CHALLENGE A> Identify each line in the listing below that contains the word "banner", and copy those lines.

PAGE TEXT>
▼

He wasn’t even looking at me. He was regarding the fanatic pilgrims in a blithe adulation. He hadn’t changed a bit, the same old eyes, the same tapering nose, and the same reclusive presence. And I hadn’t changed, either, the same routine waxing, the same fright of body hairs, the same fear his presence inspired.
And yet, something had changed. I had to hang up. I knew he didn’t exist on the physical plane as the rest of us did, and I knew he wouldn’t talk to me in words. But something said we were in for a special discourse, or something like it.
His was a funny story. He was just another monkey, scratching his back, lampooning in the trees, eating lice when he had one thought that changed it all. And when it struck him, it was so strange that it almost sounded impertinent. “Of course not,” he kept telling himself.
Impregnated with the thought, for a few days, he tried to hide it from all. Meanwhile, it kept swelling inside him like a melon in monsoon. Soon enough, the thought was mature enough to jump out and confront him as a creature of its own will.
That thought was to walk on the earth with his feet.
Not surprisingly, he became an outcast overnight. His peers looked down upon him, literally, as the strange land beckoned him like a possessed man, when the “man” as a species hadn’t come into existence yet. He slept on the earth, drank its wafts and crawled over it. His pudgy toes bled and his weight dwindled over his tiny feet, like a pendulum.
That was when the miracle started happening to him. The trees were extending their generous vines that taught him the first few steps on his two limbs instead of four. The birds would bring him food, when his pudgy toes failed to grapple anything.
So slowly, as his vertebrae evolved and his intestines reshaped, he realized what had put him into the process of the Homo sapiens – Courage.
In the slow process of a kind of osmosis, his thoughts revealed to me why his courage had reshaped the history of evolution.

▲

[Excerpts from point-annotation data]
▼

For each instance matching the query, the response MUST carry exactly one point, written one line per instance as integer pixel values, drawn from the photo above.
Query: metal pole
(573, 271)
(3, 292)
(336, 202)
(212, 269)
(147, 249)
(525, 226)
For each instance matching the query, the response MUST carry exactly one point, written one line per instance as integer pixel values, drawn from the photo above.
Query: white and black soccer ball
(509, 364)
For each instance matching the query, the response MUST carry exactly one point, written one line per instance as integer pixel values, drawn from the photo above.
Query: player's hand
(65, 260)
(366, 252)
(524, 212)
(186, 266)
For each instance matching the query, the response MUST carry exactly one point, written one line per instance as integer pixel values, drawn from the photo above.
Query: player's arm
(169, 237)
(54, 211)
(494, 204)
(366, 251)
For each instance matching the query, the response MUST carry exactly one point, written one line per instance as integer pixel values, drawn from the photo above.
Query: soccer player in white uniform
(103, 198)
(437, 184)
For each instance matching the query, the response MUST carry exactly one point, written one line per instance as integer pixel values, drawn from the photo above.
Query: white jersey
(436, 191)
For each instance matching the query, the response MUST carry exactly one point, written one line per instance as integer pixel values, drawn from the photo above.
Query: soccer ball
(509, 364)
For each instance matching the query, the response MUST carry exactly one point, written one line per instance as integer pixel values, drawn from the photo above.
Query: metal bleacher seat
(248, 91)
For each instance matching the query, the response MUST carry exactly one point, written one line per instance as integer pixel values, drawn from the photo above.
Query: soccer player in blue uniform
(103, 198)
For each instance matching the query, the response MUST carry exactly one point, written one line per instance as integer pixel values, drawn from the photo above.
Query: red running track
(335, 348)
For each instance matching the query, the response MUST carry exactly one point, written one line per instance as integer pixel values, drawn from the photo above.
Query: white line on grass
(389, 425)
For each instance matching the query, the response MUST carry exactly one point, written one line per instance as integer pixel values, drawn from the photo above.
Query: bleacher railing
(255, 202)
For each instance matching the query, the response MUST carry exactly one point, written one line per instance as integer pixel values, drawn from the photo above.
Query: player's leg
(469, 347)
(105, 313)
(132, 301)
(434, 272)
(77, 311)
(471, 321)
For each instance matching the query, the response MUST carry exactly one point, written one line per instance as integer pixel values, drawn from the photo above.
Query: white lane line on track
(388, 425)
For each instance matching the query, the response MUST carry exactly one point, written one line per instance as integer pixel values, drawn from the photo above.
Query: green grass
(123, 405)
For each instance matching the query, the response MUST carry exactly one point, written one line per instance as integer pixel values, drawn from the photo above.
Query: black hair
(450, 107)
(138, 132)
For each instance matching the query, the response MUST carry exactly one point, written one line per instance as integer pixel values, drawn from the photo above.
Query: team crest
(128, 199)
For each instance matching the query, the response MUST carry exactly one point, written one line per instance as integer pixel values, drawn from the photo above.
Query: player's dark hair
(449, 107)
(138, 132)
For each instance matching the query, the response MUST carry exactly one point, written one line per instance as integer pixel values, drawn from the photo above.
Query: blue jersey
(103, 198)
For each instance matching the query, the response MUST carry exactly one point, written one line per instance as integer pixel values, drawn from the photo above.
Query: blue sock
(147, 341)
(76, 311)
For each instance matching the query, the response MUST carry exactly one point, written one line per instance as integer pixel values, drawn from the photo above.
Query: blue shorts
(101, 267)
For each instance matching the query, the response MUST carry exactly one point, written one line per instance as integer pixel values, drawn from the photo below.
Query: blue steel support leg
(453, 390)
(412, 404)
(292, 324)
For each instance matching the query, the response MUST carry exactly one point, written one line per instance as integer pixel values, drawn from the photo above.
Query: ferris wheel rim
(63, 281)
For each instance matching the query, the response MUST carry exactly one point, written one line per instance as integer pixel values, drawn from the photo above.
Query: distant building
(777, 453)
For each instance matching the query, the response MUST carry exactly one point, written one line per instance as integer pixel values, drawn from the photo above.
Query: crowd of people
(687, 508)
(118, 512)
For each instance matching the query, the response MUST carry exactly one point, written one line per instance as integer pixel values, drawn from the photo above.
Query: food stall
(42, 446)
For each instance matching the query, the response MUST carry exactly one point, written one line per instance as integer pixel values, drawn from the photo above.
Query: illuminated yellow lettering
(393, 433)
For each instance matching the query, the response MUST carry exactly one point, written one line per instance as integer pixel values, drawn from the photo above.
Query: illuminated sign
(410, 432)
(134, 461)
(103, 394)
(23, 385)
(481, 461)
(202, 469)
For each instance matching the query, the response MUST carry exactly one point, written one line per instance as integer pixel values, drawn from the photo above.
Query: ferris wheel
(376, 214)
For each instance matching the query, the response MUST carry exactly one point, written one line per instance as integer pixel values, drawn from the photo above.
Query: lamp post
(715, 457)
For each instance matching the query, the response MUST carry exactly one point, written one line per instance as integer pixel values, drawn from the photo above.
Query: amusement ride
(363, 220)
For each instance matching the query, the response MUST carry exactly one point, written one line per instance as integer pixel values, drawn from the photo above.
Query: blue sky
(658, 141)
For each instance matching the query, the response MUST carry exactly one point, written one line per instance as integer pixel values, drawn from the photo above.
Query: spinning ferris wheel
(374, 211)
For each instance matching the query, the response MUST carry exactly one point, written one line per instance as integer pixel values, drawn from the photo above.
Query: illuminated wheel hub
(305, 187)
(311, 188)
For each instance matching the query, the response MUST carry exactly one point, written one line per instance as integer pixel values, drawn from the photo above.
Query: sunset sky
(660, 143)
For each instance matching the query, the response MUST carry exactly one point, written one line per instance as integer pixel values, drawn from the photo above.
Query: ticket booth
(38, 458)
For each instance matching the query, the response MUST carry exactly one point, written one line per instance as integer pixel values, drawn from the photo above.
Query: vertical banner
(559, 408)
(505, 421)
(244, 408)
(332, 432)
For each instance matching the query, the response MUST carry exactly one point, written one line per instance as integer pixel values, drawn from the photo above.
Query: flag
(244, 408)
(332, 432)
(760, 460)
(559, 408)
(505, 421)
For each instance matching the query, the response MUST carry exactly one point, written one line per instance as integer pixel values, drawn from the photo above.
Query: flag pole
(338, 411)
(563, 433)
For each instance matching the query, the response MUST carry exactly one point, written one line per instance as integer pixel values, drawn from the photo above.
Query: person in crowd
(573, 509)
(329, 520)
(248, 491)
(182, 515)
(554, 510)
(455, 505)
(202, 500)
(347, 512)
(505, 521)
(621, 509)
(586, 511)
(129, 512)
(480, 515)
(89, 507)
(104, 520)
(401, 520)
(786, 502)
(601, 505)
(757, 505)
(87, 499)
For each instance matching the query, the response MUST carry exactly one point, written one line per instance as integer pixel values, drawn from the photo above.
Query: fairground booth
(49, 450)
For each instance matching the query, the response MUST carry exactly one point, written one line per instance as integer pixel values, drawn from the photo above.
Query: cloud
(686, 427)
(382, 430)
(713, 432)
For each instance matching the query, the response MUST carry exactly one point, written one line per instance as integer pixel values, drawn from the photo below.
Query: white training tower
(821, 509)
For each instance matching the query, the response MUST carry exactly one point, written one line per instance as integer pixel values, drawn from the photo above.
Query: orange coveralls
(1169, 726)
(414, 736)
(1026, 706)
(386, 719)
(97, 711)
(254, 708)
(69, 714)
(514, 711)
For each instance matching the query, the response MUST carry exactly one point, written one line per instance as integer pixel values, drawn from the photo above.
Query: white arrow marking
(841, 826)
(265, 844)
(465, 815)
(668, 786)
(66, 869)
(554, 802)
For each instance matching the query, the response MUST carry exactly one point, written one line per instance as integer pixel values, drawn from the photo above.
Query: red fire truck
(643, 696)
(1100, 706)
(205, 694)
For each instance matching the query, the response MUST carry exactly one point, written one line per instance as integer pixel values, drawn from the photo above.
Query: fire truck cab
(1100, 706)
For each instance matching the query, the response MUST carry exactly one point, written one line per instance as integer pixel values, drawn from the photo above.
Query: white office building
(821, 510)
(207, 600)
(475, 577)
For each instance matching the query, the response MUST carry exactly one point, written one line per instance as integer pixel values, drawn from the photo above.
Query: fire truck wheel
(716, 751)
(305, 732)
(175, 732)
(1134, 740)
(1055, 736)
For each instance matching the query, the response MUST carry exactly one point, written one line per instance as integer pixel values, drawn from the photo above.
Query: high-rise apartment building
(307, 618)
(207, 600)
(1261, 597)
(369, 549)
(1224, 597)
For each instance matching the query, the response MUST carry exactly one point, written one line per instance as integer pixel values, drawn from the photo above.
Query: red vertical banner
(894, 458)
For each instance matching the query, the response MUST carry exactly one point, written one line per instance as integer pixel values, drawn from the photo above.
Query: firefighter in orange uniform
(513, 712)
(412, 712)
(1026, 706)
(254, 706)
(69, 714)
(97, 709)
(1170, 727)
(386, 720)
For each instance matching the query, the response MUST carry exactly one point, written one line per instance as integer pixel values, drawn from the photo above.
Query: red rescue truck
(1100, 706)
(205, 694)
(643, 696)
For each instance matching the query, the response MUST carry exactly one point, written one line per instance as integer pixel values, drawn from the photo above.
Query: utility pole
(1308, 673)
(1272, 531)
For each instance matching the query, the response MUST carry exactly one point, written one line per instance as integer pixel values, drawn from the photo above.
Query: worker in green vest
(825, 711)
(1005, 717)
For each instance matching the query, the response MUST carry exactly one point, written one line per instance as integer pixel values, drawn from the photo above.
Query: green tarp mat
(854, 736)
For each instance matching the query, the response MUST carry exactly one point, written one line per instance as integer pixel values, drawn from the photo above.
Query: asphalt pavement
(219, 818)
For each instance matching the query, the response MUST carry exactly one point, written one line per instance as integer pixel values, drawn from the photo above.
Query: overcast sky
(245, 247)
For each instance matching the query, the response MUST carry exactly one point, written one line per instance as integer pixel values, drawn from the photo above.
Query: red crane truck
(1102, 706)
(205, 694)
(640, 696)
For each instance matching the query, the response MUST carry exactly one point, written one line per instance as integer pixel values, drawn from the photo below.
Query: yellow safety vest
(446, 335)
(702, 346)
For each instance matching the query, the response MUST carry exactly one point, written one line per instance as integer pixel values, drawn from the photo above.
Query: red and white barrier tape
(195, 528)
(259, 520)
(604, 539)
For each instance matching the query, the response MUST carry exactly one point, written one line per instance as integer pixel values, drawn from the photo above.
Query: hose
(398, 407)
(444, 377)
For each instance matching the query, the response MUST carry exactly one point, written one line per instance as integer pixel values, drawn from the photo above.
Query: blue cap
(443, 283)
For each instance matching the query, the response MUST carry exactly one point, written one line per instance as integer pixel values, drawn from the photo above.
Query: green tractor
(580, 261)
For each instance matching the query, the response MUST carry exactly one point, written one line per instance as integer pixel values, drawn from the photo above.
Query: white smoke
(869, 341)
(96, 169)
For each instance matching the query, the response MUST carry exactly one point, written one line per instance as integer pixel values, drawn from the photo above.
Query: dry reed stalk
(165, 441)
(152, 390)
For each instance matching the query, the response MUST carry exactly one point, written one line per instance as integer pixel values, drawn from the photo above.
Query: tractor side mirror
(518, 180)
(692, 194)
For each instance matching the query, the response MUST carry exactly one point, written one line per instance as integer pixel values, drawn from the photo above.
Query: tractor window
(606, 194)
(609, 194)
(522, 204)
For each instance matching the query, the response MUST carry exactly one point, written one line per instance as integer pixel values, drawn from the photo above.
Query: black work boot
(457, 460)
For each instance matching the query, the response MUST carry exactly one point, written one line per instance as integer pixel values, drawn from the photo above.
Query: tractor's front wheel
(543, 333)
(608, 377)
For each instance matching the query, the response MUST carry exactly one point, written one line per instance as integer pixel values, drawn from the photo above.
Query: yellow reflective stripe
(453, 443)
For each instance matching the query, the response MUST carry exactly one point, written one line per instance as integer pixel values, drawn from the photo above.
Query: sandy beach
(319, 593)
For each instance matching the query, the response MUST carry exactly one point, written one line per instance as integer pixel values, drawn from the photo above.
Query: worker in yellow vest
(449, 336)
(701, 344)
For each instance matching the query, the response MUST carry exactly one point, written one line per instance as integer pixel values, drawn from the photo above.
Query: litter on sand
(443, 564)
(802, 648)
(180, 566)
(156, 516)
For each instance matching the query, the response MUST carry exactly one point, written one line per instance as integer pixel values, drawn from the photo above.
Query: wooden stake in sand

▲

CHALLENGE B> From the story about the monkey above, copy the text between "His was a funny" and "its own will.", inclusive.

PROBLEM SOLUTION A>
Query: vertical banner
Query: red vertical banner

PROBLEM SOLUTION B>
His was a funny story. He was just another monkey, scratching his back, lampooning in the trees, eating lice when he had one thought that changed it all. And when it struck him, it was so strange that it almost sounded impertinent. “Of course not,” he kept telling himself.
Impregnated with the thought, for a few days, he tried to hide it from all. Meanwhile, it kept swelling inside him like a melon in monsoon. Soon enough, the thought was mature enough to jump out and confront him as a creature of its own will.